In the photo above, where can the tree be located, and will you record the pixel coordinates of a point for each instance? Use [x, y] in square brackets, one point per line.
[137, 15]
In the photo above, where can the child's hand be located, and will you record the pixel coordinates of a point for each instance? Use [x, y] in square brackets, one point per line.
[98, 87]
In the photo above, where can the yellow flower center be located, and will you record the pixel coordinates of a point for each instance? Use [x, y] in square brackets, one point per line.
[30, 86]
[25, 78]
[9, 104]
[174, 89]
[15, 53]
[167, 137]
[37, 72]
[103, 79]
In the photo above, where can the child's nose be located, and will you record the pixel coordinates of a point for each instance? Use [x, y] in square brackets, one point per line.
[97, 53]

************

## Given request
Set down all of the items above again, word for word and in the same order, without changing a single character.

## Written answer
In the photo above, where can the tree be located, and will you record the pixel coordinates of a point for each instance? Use [x, y] in square brackets, one point per line.
[137, 15]
In the photo above, where can the child's hand be located, and will you record the pixel coordinates of a point for each instance? Use [x, y] in square brackets, one point per line.
[98, 87]
In the photo above, where can the yellow flower center be located, and will you record the pixel coordinates of a point for each instance? Use [x, y] in square brackets, one point per line.
[30, 86]
[25, 78]
[9, 104]
[174, 89]
[15, 53]
[167, 137]
[37, 72]
[103, 79]
In the photo above, where can the child's nose be located, and will you record the pixel coordinates of a point for each instance? Use [x, y] in square brackets, one point per line.
[97, 53]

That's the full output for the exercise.